SET PROBLEM: In the forum thread excerpt below, at what frequency was the DSP confirmed to be running?

DOCUMENT SEGMENT:
That's an unusual error, but the rd1 file generated is properly formed.  I was able to have a look using Clock Tree Tool.  I was able to confirm MPU frequency at 1.5 GHz, DSP at 750 MHz, DDR at 532 MHz, GPMC at 266 MHz.  I sanity checked a few others too, e.g. to make sure PER_96M_GFCLK was operating at 96 MHz and PER_48M_GFCLK was operating at 48 MHz.  Everything looks as expected.  It's not a clocking issue...  I think the other items like compiler options, cache configuration, are the next places to check.

Hi,

How do we check cache configuration?

What information you would need from us to confirm cache configuration?

Thanks

Rasty

Hey Brad,

We indeed do have Shared Memory SR_0, previously i used SharedRegion (from IPC) but we abandon it.

SR_0 resides on EXT_RAM and indeed we didn't configure it on c66x platform so it will not be cacheable, also it is not cacheable on a15_0, we don't want shared memory to be cacheable because its volatile memory.

RECORD LIST:
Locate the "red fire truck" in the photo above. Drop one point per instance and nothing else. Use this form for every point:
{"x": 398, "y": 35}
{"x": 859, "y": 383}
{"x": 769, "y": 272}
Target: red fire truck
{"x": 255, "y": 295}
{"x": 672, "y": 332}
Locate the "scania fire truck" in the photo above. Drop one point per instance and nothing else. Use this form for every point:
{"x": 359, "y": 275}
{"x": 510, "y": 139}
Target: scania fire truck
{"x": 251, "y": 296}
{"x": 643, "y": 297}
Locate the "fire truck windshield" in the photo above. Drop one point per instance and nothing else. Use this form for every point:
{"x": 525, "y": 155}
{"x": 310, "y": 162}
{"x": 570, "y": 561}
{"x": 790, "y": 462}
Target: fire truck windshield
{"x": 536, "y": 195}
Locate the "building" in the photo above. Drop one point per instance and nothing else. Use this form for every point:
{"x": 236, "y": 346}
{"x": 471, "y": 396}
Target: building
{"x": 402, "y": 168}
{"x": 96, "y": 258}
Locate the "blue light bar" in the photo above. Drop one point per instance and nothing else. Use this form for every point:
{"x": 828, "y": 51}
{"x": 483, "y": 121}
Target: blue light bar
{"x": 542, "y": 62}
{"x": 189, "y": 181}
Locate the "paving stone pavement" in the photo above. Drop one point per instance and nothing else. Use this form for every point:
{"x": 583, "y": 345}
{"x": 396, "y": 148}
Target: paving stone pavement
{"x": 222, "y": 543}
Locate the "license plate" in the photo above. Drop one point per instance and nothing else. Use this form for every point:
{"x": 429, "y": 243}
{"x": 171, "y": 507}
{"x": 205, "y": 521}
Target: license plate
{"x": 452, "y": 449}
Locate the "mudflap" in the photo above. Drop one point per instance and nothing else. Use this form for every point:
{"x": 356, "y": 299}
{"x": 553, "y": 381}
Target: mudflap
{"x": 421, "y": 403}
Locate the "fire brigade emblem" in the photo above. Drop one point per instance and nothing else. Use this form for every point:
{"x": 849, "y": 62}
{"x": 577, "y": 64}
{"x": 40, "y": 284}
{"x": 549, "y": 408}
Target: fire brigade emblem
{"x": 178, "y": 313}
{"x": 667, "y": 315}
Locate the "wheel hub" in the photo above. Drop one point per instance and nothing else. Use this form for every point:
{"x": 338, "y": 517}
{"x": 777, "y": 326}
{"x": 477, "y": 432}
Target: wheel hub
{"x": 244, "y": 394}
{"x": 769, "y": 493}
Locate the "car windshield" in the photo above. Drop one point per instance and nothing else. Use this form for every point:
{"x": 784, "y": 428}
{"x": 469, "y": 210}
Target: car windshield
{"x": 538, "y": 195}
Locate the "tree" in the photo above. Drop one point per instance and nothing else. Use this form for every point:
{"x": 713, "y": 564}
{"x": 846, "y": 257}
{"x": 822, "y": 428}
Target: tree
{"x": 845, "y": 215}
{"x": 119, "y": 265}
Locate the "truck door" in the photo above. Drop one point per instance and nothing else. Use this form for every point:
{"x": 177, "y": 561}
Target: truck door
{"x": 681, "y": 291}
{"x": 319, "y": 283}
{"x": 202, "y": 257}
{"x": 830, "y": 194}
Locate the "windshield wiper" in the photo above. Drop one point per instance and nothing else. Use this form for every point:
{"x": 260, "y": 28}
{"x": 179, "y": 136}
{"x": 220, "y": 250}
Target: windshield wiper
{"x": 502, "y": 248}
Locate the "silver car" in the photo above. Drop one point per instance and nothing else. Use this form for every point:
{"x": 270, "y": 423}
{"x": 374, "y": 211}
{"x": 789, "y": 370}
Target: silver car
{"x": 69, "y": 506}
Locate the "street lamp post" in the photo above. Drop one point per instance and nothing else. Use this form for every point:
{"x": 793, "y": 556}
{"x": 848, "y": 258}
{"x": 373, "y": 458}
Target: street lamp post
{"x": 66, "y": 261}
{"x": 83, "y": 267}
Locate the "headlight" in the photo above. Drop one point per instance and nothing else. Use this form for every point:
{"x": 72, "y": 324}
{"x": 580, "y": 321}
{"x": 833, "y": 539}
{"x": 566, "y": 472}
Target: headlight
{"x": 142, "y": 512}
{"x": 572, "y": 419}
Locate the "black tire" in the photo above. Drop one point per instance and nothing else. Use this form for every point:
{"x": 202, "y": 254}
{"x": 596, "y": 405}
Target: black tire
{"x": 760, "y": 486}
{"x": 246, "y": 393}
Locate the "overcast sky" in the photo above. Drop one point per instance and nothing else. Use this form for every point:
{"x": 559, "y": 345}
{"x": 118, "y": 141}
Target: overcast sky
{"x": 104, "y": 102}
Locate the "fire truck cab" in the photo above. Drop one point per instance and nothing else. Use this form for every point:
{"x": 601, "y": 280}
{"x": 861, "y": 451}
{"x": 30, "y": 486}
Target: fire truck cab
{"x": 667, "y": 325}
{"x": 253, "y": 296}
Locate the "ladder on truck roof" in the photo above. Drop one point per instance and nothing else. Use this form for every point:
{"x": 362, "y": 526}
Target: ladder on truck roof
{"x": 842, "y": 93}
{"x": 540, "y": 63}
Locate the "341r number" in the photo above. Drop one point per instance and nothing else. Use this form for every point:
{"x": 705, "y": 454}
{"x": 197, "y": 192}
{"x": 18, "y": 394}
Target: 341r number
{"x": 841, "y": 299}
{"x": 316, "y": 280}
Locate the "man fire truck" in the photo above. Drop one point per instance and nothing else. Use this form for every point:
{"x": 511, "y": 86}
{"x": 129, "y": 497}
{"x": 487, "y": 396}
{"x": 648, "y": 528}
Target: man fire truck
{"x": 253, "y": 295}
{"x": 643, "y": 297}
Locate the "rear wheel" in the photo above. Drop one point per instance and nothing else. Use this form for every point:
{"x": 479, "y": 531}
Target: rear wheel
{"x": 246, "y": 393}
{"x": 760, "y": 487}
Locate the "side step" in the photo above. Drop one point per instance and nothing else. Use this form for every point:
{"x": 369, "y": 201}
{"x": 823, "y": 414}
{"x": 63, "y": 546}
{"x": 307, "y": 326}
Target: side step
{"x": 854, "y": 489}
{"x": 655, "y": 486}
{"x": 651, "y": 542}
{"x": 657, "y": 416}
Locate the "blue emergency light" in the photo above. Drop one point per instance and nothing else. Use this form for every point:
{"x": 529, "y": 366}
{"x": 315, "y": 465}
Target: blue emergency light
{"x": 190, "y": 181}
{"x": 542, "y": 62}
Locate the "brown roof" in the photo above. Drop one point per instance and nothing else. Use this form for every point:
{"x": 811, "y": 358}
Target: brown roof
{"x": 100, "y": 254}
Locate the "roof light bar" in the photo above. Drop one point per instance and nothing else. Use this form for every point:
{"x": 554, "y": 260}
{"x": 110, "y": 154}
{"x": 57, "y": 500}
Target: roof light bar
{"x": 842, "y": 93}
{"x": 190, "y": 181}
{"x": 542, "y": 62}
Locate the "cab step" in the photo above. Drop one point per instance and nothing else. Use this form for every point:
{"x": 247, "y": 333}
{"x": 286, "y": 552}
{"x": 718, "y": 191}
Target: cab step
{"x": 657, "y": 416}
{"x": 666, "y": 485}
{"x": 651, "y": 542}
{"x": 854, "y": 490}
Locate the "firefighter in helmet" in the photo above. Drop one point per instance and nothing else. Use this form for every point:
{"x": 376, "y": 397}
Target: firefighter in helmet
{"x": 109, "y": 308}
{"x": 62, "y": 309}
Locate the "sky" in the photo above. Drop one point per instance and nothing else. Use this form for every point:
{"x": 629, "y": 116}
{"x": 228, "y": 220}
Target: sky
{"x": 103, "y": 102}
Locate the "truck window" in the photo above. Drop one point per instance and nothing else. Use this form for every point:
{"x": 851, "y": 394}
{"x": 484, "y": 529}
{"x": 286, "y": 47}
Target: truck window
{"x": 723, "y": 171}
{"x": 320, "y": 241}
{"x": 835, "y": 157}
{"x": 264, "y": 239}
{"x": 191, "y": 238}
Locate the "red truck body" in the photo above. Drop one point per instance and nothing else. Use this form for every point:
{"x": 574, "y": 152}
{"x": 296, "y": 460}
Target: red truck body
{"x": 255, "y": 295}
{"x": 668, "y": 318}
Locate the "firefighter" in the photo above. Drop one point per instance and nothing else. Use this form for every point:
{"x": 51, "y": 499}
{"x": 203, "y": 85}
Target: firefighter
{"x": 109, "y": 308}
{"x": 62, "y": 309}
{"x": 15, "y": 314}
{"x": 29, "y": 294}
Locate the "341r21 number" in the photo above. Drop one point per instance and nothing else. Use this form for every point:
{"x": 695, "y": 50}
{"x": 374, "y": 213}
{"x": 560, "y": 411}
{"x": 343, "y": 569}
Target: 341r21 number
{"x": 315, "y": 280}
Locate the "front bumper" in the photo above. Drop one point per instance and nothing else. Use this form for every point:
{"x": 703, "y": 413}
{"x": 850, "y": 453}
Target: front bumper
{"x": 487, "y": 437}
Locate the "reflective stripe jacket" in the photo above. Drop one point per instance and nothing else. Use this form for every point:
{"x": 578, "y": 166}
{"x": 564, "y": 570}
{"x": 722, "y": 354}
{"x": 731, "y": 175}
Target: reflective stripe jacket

RESULT BELOW: 750 MHz